■ Try it ■
A complete, exact retyping of the data below is required.

[Opening Given information section]

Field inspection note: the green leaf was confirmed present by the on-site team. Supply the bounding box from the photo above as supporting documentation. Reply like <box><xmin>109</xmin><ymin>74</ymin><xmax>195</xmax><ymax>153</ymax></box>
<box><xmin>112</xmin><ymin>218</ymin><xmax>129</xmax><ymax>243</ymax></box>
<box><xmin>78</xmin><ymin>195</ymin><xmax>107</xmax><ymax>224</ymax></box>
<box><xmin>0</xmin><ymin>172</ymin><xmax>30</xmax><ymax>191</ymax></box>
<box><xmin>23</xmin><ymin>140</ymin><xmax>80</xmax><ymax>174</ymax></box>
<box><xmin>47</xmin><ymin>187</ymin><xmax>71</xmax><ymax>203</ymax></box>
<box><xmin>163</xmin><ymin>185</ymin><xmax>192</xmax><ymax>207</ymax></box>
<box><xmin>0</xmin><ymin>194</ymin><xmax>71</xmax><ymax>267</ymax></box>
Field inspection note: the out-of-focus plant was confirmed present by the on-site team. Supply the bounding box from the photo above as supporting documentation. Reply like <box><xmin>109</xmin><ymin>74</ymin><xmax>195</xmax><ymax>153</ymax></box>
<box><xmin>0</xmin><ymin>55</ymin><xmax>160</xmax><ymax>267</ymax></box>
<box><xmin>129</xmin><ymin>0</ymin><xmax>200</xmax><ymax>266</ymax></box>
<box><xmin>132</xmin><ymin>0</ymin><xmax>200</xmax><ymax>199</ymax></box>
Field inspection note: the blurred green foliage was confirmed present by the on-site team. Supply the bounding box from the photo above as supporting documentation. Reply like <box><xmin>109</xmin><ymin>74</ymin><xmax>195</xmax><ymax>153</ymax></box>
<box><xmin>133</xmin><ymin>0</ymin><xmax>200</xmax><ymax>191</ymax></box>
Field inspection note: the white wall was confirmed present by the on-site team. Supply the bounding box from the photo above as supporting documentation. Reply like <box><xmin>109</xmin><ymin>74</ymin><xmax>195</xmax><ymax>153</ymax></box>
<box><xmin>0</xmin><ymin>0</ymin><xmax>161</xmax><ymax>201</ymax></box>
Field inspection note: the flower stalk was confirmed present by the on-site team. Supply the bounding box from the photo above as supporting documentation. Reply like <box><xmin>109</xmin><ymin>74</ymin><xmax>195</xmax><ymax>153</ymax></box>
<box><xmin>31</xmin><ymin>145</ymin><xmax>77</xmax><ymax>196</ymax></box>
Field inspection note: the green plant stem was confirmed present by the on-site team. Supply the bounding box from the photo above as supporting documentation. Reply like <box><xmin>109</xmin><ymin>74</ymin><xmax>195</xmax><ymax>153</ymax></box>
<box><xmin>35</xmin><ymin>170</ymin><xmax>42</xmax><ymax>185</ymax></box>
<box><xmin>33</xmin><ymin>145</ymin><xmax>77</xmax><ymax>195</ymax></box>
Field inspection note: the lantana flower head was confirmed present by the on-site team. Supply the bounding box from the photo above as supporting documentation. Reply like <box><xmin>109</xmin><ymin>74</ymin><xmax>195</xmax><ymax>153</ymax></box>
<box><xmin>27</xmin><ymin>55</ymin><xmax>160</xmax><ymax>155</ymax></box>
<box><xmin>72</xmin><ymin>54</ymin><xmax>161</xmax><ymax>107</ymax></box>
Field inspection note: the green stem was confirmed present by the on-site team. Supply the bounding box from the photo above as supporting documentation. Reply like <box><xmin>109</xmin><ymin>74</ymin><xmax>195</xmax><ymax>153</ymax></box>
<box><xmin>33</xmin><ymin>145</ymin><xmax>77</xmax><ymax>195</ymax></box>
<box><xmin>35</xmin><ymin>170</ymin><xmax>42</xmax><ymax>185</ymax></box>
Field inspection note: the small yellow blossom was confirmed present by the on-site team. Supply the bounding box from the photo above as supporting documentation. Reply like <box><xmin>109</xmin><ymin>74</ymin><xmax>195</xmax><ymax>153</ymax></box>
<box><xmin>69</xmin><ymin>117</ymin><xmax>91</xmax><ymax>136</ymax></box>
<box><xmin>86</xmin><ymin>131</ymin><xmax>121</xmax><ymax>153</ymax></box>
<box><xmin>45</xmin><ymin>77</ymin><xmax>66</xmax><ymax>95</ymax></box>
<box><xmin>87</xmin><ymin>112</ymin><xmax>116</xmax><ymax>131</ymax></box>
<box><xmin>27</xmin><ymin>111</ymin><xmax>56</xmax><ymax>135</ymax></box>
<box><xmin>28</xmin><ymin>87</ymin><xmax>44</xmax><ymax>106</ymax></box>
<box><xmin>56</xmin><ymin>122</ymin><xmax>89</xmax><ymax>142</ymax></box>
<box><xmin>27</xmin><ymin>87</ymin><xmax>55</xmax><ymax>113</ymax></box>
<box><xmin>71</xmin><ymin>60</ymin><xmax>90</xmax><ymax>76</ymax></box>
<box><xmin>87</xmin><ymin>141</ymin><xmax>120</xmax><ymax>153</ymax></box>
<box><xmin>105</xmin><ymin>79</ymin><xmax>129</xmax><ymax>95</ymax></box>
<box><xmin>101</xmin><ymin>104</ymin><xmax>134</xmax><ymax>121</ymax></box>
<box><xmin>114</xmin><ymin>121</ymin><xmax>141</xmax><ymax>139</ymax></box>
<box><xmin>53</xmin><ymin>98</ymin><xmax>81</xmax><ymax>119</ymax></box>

[Closing Given information section]

■ The answer ■
Field inspection note: the green leaf was confirmed present by the on-site team. Supply the bounding box from the photo above as supporting documentation. Reply like <box><xmin>109</xmin><ymin>74</ymin><xmax>195</xmax><ymax>153</ymax></box>
<box><xmin>112</xmin><ymin>218</ymin><xmax>129</xmax><ymax>243</ymax></box>
<box><xmin>78</xmin><ymin>195</ymin><xmax>107</xmax><ymax>224</ymax></box>
<box><xmin>0</xmin><ymin>172</ymin><xmax>30</xmax><ymax>191</ymax></box>
<box><xmin>23</xmin><ymin>140</ymin><xmax>80</xmax><ymax>174</ymax></box>
<box><xmin>47</xmin><ymin>187</ymin><xmax>71</xmax><ymax>203</ymax></box>
<box><xmin>163</xmin><ymin>185</ymin><xmax>192</xmax><ymax>207</ymax></box>
<box><xmin>0</xmin><ymin>194</ymin><xmax>71</xmax><ymax>267</ymax></box>
Field inspection note: the out-of-focus plant was confirmed present by the on-site team. Supply the bounding box from the photo above as supporting documentation. Reply like <box><xmin>109</xmin><ymin>74</ymin><xmax>195</xmax><ymax>153</ymax></box>
<box><xmin>0</xmin><ymin>55</ymin><xmax>160</xmax><ymax>267</ymax></box>
<box><xmin>129</xmin><ymin>0</ymin><xmax>200</xmax><ymax>266</ymax></box>
<box><xmin>132</xmin><ymin>0</ymin><xmax>200</xmax><ymax>199</ymax></box>
Field inspection note: the blurred green foliage was confirmed present by the on-site team. Supply the bounding box from the photo above as supporting documentation. Reply like <box><xmin>109</xmin><ymin>74</ymin><xmax>195</xmax><ymax>153</ymax></box>
<box><xmin>133</xmin><ymin>0</ymin><xmax>200</xmax><ymax>191</ymax></box>
Field inspection note: the white wall was confirmed present by the on-site team. Supply the bounding box from the photo above as supporting documentation. Reply like <box><xmin>109</xmin><ymin>74</ymin><xmax>195</xmax><ymax>153</ymax></box>
<box><xmin>0</xmin><ymin>0</ymin><xmax>161</xmax><ymax>201</ymax></box>
Field inspection note: the flower stalk was confirmed present by the on-site team. Supply the bounding box from the photo above as supporting documentation. Reply like <box><xmin>109</xmin><ymin>74</ymin><xmax>195</xmax><ymax>153</ymax></box>
<box><xmin>31</xmin><ymin>145</ymin><xmax>77</xmax><ymax>196</ymax></box>
Field inspection note: the green plant stem was confirmed present by the on-site team. Supply the bounding box from the photo above as supporting documentation. Reply like <box><xmin>109</xmin><ymin>74</ymin><xmax>195</xmax><ymax>153</ymax></box>
<box><xmin>35</xmin><ymin>170</ymin><xmax>42</xmax><ymax>185</ymax></box>
<box><xmin>33</xmin><ymin>145</ymin><xmax>77</xmax><ymax>195</ymax></box>
Field inspection note: the lantana flower head was confirmed present by the on-site team. Supply the bounding box from the photo above as supporting documentation. Reply like <box><xmin>109</xmin><ymin>74</ymin><xmax>195</xmax><ymax>153</ymax></box>
<box><xmin>27</xmin><ymin>55</ymin><xmax>160</xmax><ymax>155</ymax></box>
<box><xmin>72</xmin><ymin>54</ymin><xmax>161</xmax><ymax>107</ymax></box>
Field inspection note: the green stem was confirmed present by the on-site team. Supply the bounding box from the photo above as supporting documentation. Reply like <box><xmin>109</xmin><ymin>74</ymin><xmax>195</xmax><ymax>153</ymax></box>
<box><xmin>33</xmin><ymin>145</ymin><xmax>77</xmax><ymax>195</ymax></box>
<box><xmin>35</xmin><ymin>170</ymin><xmax>42</xmax><ymax>185</ymax></box>
Field inspection note: the small yellow blossom was confirmed present by the on-site team. Supply the bounding box from the photo above as supporting documentation. Reply like <box><xmin>109</xmin><ymin>74</ymin><xmax>195</xmax><ymax>153</ymax></box>
<box><xmin>69</xmin><ymin>117</ymin><xmax>91</xmax><ymax>136</ymax></box>
<box><xmin>86</xmin><ymin>131</ymin><xmax>121</xmax><ymax>153</ymax></box>
<box><xmin>45</xmin><ymin>77</ymin><xmax>66</xmax><ymax>95</ymax></box>
<box><xmin>87</xmin><ymin>112</ymin><xmax>116</xmax><ymax>131</ymax></box>
<box><xmin>27</xmin><ymin>111</ymin><xmax>56</xmax><ymax>135</ymax></box>
<box><xmin>28</xmin><ymin>87</ymin><xmax>44</xmax><ymax>106</ymax></box>
<box><xmin>56</xmin><ymin>122</ymin><xmax>89</xmax><ymax>142</ymax></box>
<box><xmin>27</xmin><ymin>87</ymin><xmax>55</xmax><ymax>113</ymax></box>
<box><xmin>71</xmin><ymin>60</ymin><xmax>90</xmax><ymax>76</ymax></box>
<box><xmin>87</xmin><ymin>141</ymin><xmax>120</xmax><ymax>153</ymax></box>
<box><xmin>105</xmin><ymin>79</ymin><xmax>129</xmax><ymax>95</ymax></box>
<box><xmin>101</xmin><ymin>104</ymin><xmax>134</xmax><ymax>121</ymax></box>
<box><xmin>114</xmin><ymin>121</ymin><xmax>141</xmax><ymax>139</ymax></box>
<box><xmin>53</xmin><ymin>98</ymin><xmax>81</xmax><ymax>119</ymax></box>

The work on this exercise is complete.